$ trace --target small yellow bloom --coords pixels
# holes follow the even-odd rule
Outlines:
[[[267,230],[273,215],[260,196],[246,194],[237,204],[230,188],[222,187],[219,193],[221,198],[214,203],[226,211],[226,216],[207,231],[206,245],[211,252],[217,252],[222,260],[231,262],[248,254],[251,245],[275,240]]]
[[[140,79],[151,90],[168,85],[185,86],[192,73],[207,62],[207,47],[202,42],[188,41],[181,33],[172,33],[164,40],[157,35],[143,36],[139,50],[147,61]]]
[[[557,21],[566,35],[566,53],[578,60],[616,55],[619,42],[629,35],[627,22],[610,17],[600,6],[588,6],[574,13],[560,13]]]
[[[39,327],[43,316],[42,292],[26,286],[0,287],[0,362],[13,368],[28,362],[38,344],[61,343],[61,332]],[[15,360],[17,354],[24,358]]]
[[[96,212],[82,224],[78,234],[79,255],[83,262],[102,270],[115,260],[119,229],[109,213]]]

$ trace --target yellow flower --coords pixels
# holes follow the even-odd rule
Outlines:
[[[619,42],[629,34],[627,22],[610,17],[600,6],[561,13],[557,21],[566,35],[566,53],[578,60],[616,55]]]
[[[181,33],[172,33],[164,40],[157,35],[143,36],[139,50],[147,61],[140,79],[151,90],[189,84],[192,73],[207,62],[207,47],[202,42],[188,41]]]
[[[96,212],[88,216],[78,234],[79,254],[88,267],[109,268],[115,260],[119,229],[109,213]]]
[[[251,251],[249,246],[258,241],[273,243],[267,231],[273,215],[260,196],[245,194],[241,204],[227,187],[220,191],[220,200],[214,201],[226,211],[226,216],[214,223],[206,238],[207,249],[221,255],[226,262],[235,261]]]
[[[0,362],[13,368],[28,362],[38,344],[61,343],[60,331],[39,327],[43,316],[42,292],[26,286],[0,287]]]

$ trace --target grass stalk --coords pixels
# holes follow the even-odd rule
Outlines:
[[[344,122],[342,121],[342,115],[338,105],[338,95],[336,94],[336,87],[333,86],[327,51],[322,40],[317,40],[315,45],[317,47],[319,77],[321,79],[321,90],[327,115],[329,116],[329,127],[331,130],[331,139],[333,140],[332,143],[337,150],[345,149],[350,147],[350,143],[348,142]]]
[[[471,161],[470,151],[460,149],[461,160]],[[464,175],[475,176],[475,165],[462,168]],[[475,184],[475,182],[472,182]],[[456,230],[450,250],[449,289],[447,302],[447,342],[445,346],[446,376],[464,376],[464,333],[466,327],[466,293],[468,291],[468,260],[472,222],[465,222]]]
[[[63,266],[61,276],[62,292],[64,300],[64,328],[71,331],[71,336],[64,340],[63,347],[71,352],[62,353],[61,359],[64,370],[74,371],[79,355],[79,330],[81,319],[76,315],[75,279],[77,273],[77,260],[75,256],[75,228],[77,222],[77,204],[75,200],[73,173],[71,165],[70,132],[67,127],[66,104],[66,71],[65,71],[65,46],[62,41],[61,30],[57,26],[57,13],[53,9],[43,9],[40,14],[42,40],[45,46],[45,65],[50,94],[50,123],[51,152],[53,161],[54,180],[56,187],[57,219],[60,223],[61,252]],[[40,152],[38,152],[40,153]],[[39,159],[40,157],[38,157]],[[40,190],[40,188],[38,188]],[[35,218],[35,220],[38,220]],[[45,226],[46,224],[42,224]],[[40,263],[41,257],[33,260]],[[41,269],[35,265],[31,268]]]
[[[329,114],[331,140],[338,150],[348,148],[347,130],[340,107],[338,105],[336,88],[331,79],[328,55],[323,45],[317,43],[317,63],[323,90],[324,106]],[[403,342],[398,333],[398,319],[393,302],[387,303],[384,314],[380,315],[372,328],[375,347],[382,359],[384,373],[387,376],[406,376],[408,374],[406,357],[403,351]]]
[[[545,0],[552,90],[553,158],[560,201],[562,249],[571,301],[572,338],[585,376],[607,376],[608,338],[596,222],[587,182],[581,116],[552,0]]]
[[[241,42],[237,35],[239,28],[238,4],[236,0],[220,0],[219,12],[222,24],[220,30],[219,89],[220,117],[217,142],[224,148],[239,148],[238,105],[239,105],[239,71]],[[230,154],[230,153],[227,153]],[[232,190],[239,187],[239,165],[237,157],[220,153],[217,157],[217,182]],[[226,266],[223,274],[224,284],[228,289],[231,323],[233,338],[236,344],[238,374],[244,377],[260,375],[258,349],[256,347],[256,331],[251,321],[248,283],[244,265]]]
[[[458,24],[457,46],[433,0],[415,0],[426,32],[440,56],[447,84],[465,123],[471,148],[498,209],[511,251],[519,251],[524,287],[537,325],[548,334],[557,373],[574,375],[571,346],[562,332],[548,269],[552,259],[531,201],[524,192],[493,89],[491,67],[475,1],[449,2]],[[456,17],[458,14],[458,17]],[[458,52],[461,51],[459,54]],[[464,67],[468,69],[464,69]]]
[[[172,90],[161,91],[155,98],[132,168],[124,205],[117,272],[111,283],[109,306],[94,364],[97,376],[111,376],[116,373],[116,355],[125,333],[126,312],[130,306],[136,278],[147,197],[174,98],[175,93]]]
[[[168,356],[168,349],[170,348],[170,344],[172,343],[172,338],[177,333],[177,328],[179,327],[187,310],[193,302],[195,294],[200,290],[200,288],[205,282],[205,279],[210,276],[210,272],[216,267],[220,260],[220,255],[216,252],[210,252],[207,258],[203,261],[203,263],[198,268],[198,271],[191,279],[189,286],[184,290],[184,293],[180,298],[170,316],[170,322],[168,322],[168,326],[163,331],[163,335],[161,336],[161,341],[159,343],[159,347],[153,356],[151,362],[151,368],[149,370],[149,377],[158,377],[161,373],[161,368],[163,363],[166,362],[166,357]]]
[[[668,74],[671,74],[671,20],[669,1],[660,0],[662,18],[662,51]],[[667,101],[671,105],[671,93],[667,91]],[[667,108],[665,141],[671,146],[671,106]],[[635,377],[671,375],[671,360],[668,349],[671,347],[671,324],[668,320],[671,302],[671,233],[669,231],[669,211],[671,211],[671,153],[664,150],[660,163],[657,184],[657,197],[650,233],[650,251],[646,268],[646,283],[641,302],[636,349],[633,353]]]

▸ Direction:
From the records above, extract each line exactly as shown.

▸ Written solution:
$ trace --target small yellow bloom --coords pixels
# holes follow the even-odd rule
Outlines:
[[[267,230],[273,215],[260,196],[246,194],[237,204],[230,188],[222,187],[219,193],[221,198],[214,203],[226,211],[226,216],[207,231],[206,245],[211,252],[217,252],[222,260],[231,262],[248,254],[251,245],[275,240]]]
[[[140,79],[151,90],[168,85],[185,86],[192,73],[207,62],[207,47],[202,42],[188,41],[181,33],[172,33],[164,40],[157,35],[143,36],[139,50],[147,61]]]
[[[557,21],[566,35],[566,53],[578,60],[616,55],[619,42],[629,35],[627,22],[610,17],[600,6],[588,6],[574,13],[560,13]]]
[[[39,327],[43,316],[42,292],[26,286],[0,287],[0,362],[13,368],[28,362],[38,344],[61,343],[61,332]],[[15,360],[17,354],[24,358]]]
[[[96,212],[82,224],[78,234],[79,255],[83,262],[102,270],[115,260],[119,229],[109,213]]]

$ trace --target yellow flower --coords pixels
# holes follow the even-odd rule
Outlines:
[[[619,42],[629,34],[627,22],[610,17],[600,6],[561,13],[557,21],[566,35],[566,53],[578,60],[616,55]]]
[[[181,33],[172,33],[164,40],[157,35],[143,36],[139,50],[147,61],[140,79],[151,90],[189,84],[192,73],[207,62],[207,47],[202,42],[188,41]]]
[[[96,212],[88,216],[78,234],[79,254],[88,267],[109,268],[115,260],[119,229],[109,213]]]
[[[251,251],[249,246],[258,241],[273,243],[267,231],[273,215],[260,196],[245,194],[241,204],[227,187],[220,191],[220,200],[214,201],[226,211],[226,216],[214,223],[206,238],[207,249],[221,255],[226,262],[235,261]]]
[[[0,362],[13,368],[28,362],[38,344],[61,343],[60,331],[39,327],[43,316],[42,292],[26,286],[0,287]]]

$ trace --target grass stalk --coords pixels
# holes follow the even-odd rule
Outlines:
[[[344,122],[342,121],[342,115],[338,105],[338,95],[336,94],[336,87],[333,86],[327,51],[322,40],[317,40],[315,45],[317,47],[319,77],[321,79],[321,90],[327,115],[329,116],[329,127],[331,130],[331,139],[333,140],[332,143],[337,150],[345,149],[350,147],[350,143],[348,142]]]
[[[471,161],[470,151],[460,149],[461,160]],[[464,175],[475,176],[475,165],[462,168]],[[475,184],[475,182],[472,182]],[[456,230],[450,250],[449,289],[447,302],[447,342],[445,346],[446,376],[464,376],[464,333],[466,327],[466,293],[468,291],[468,260],[472,222],[465,222]]]
[[[63,266],[61,276],[62,292],[64,300],[64,328],[71,331],[71,336],[64,340],[63,347],[71,352],[62,353],[61,359],[64,370],[74,371],[79,355],[79,330],[81,319],[76,315],[75,279],[77,273],[77,260],[75,256],[75,228],[77,222],[77,204],[75,200],[73,173],[71,165],[70,132],[67,127],[66,104],[66,71],[65,71],[65,46],[62,41],[61,30],[57,26],[57,13],[53,9],[43,9],[40,14],[42,40],[45,46],[45,65],[50,94],[50,123],[51,152],[53,161],[54,180],[56,187],[57,219],[60,223],[61,252]],[[40,152],[38,152],[40,153]],[[39,159],[40,157],[38,157]],[[40,190],[40,188],[38,188]],[[35,218],[35,220],[38,220]],[[45,226],[46,224],[42,224]],[[40,263],[41,257],[33,260]],[[41,269],[35,265],[31,268]]]
[[[329,114],[331,140],[338,150],[348,148],[347,130],[340,107],[338,105],[336,88],[331,79],[328,55],[323,45],[317,43],[317,63],[323,90],[324,106]],[[403,342],[398,333],[398,319],[393,302],[387,303],[384,314],[380,315],[372,328],[375,347],[382,359],[384,373],[387,376],[406,376],[408,374],[406,357],[403,351]]]
[[[545,0],[552,90],[553,158],[560,201],[562,249],[571,301],[572,338],[585,376],[607,376],[608,338],[596,222],[587,182],[581,116],[552,0]]]
[[[241,42],[237,35],[239,28],[238,4],[236,0],[220,0],[219,12],[222,24],[220,30],[219,89],[220,117],[217,142],[224,148],[239,148],[238,105],[239,105],[239,71]],[[230,154],[230,153],[227,153]],[[232,190],[239,187],[239,165],[237,157],[220,153],[217,157],[217,182]],[[226,266],[223,274],[224,284],[228,289],[231,323],[233,338],[236,344],[238,374],[244,377],[260,375],[258,349],[256,347],[256,331],[251,321],[248,283],[244,265]]]
[[[458,24],[457,46],[433,0],[415,0],[426,32],[440,56],[447,84],[465,123],[471,148],[498,209],[511,251],[519,251],[524,287],[537,325],[548,334],[557,373],[574,375],[571,346],[562,332],[548,269],[552,259],[531,201],[524,192],[493,89],[491,67],[475,1],[449,2]],[[456,17],[458,14],[458,17]],[[458,52],[461,51],[459,54]],[[464,67],[468,69],[464,69]]]
[[[172,90],[161,91],[155,98],[132,168],[124,205],[117,272],[111,283],[109,306],[94,364],[97,376],[111,376],[116,373],[116,355],[125,333],[126,312],[130,306],[136,278],[147,197],[174,98],[175,93]]]
[[[168,356],[168,349],[170,348],[170,344],[172,343],[172,338],[177,333],[177,328],[179,327],[187,310],[193,302],[195,294],[200,290],[200,288],[205,282],[205,279],[210,276],[210,272],[216,267],[220,260],[220,255],[216,252],[210,252],[207,258],[203,261],[203,263],[198,268],[198,271],[191,279],[189,286],[184,290],[184,293],[180,298],[170,316],[170,322],[168,322],[168,326],[163,331],[163,335],[161,336],[161,341],[159,343],[159,347],[153,356],[151,362],[151,368],[149,370],[149,377],[158,377],[161,373],[161,368],[163,363],[166,362],[166,357]]]
[[[668,74],[671,74],[671,20],[669,1],[660,0],[662,18],[662,51]],[[667,101],[671,105],[671,93],[667,91]],[[667,108],[665,141],[671,146],[671,106]],[[635,377],[671,375],[671,360],[668,349],[671,347],[671,324],[668,320],[671,302],[671,233],[669,231],[669,211],[671,211],[671,153],[664,150],[660,163],[657,184],[657,197],[650,233],[650,251],[646,268],[646,283],[641,302],[636,349],[633,353]]]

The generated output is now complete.